→ **Aufgaben**
**1.** Wer spielt laut dem Auszug über den Film „Die Wolke“ die Hannah?
**2.** Gib bitte aus dem Auszug über den Film „Die Wolke“ alles von „Stell dir vor, es“ bis hinunter zu „die Alarmsirene heult.“ wortgetreu wieder.

Katastrophenfilm mit Lovestory: „Die Wolke“

Stell dir vor, es ist Super-GAU und alle rennen weg. In der Schule heult die Sirene: ABC-Alarm, heißt es, und alle begreifen sofort, es ist das AKW östlich von Frankfurt am Main. So schlaue Kids sind zwar unwahrscheinlich, aber Gregor Schnitzlers Film nach dem preisgekrönten Jugendroman von Gudrun Pausewang hat keine Zeit für Mäkeleien. „Die Wolke“ beginnt als Coming-Of-Age-Story und mündet in ein rasantes Katastrophen-Szenario mit implantierter Liebesgeschichte. Die hübsche, vom Alltag mit berufstätiger Mutter und kleinem Bruder geplagte Hannah (Paula Kalenberg) wird vom schüchtern-schlauen Elmar (Franz Dinda) just dann geküsst, als die Alarmsirene heult.

→ **Datenauszüge**

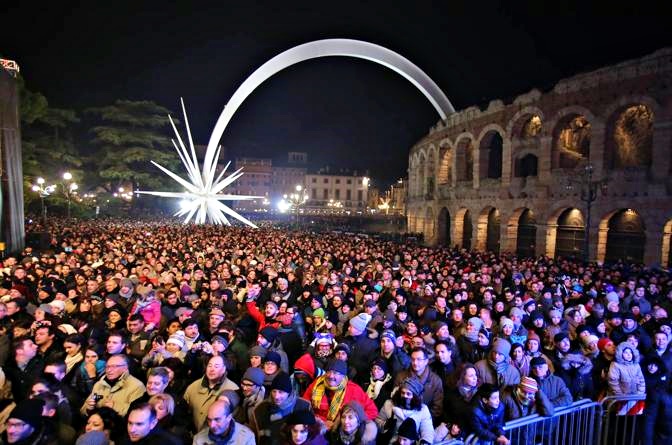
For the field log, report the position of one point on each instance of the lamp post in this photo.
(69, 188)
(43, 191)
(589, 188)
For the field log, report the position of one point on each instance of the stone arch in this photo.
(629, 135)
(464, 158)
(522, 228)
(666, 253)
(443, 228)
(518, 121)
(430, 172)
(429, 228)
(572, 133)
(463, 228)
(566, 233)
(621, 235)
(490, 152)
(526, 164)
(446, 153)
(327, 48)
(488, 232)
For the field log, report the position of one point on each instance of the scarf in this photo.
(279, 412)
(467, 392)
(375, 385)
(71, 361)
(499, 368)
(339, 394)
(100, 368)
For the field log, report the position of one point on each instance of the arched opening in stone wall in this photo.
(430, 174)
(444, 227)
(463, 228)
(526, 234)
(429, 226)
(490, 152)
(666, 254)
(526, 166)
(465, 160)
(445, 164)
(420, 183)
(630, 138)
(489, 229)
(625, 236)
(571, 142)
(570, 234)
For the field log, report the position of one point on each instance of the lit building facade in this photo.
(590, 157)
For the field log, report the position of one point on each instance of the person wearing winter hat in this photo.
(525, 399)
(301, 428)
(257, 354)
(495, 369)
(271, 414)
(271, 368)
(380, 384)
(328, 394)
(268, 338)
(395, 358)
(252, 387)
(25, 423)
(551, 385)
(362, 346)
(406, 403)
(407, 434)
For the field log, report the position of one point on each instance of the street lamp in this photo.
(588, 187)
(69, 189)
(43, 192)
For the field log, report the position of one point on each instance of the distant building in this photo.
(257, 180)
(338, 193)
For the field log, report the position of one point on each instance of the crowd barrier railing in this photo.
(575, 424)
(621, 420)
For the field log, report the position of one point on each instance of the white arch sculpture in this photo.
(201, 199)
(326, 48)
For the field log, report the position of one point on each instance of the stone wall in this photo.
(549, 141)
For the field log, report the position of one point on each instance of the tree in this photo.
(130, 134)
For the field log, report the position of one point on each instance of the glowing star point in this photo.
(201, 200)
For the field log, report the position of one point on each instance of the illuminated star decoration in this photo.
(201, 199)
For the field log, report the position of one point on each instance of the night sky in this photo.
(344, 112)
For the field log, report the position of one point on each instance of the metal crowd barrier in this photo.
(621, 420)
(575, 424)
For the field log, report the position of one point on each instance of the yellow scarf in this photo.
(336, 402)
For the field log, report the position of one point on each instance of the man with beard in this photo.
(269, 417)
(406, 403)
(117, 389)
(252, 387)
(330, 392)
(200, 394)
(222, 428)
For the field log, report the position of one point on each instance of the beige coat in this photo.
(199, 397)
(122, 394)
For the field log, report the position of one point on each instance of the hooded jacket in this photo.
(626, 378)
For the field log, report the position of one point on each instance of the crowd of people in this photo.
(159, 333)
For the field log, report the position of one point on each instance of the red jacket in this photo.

---

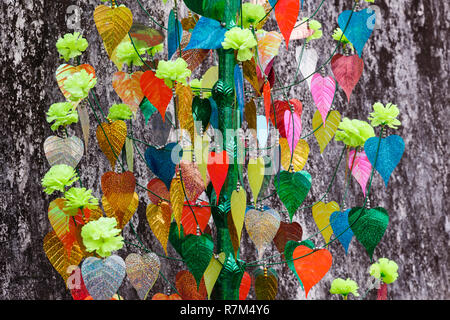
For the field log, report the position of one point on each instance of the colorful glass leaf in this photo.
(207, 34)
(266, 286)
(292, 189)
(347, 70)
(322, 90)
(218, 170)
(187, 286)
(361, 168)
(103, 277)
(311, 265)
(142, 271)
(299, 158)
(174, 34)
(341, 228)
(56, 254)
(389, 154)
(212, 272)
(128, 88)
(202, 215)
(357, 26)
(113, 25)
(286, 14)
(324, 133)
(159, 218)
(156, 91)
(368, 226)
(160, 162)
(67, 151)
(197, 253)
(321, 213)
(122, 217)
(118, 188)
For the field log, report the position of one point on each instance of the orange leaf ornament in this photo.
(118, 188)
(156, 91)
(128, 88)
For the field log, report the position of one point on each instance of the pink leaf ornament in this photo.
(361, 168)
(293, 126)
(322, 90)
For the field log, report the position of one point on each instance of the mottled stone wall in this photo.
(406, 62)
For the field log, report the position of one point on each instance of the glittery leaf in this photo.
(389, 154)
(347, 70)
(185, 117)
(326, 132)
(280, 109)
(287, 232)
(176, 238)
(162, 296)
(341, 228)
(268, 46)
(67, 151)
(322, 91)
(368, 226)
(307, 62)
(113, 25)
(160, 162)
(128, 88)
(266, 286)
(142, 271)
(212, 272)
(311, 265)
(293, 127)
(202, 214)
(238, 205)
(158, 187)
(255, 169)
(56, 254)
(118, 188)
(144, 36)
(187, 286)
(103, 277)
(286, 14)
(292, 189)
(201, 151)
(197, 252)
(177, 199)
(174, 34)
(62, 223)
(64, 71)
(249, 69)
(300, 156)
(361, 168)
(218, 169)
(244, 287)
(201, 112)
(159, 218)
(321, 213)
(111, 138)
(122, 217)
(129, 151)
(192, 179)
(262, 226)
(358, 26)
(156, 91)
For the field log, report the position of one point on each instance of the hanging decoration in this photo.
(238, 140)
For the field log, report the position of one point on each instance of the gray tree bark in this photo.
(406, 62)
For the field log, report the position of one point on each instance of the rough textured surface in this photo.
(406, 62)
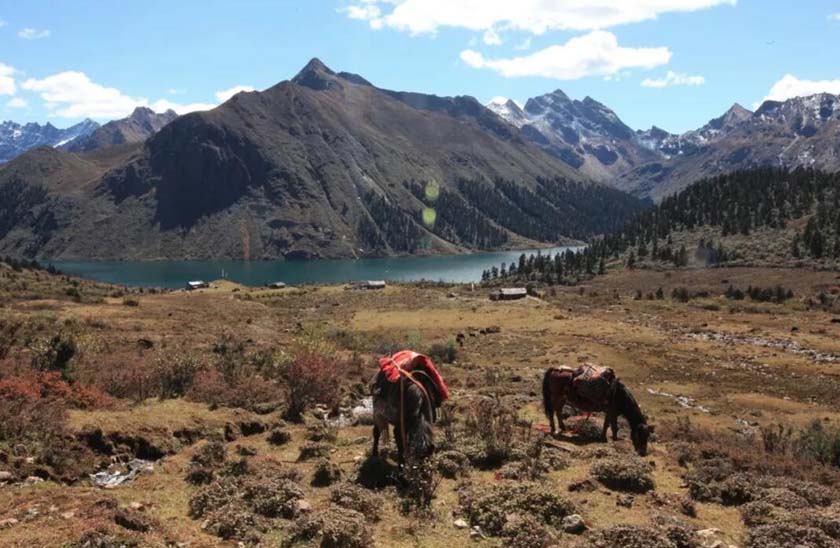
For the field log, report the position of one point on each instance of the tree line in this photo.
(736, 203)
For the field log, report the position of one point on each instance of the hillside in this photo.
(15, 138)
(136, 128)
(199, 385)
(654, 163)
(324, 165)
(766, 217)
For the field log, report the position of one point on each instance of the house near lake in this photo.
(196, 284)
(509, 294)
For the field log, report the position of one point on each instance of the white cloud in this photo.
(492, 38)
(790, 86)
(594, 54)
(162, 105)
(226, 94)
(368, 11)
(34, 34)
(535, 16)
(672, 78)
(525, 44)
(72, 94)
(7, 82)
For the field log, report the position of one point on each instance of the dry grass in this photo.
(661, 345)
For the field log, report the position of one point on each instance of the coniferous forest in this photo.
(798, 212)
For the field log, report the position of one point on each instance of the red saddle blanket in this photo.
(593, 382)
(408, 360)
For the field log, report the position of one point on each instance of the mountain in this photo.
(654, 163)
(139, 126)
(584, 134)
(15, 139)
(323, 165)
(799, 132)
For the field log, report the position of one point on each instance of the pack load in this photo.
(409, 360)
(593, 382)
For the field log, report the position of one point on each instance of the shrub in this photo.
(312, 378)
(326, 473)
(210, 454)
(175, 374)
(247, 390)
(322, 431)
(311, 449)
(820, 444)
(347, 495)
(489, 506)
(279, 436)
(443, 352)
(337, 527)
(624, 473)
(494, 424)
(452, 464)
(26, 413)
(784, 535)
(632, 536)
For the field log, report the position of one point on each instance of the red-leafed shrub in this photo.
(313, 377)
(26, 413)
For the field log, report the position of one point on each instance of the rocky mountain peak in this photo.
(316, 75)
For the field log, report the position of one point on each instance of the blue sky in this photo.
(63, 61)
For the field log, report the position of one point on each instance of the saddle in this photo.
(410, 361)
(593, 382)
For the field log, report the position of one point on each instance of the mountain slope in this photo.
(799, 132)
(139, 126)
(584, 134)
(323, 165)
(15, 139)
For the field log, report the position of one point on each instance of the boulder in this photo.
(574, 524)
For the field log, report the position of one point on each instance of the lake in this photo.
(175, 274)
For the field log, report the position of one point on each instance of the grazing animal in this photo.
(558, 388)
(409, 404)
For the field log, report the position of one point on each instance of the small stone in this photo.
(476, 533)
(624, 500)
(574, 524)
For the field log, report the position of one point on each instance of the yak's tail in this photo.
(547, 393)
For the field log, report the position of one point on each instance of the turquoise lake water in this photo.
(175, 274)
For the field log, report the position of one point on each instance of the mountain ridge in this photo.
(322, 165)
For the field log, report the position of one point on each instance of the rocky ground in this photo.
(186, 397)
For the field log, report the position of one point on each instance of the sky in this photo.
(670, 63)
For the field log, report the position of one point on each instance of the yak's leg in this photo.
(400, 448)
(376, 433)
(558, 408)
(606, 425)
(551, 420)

→ **Lösungen**
**1.** Paula Kalenberg.

**2.**
Stell dir vor, es ist Super-GAU und alle rennen weg. In der Schule heult die Sirene: ABC-Alarm, heißt es, und alle begreifen sofort, es ist das AKW östlich von Frankfurt am Main. So schlaue Kids sind zwar unwahrscheinlich, aber Gregor Schnitzlers Film nach dem preisgekrönten Jugendroman von Gudrun Pausewang hat keine Zeit für Mäkeleien. „Die Wolke“ beginnt als Coming-Of-Age-Story und mündet in ein rasantes Katastrophen-Szenario mit implantierter Liebesgeschichte. Die hübsche, vom Alltag mit berufstätiger Mutter und kleinem Bruder geplagte Hannah (Paula Kalenberg) wird vom schüchtern-schlauen Elmar (Franz Dinda) just dann geküsst, als die Alarmsirene heult.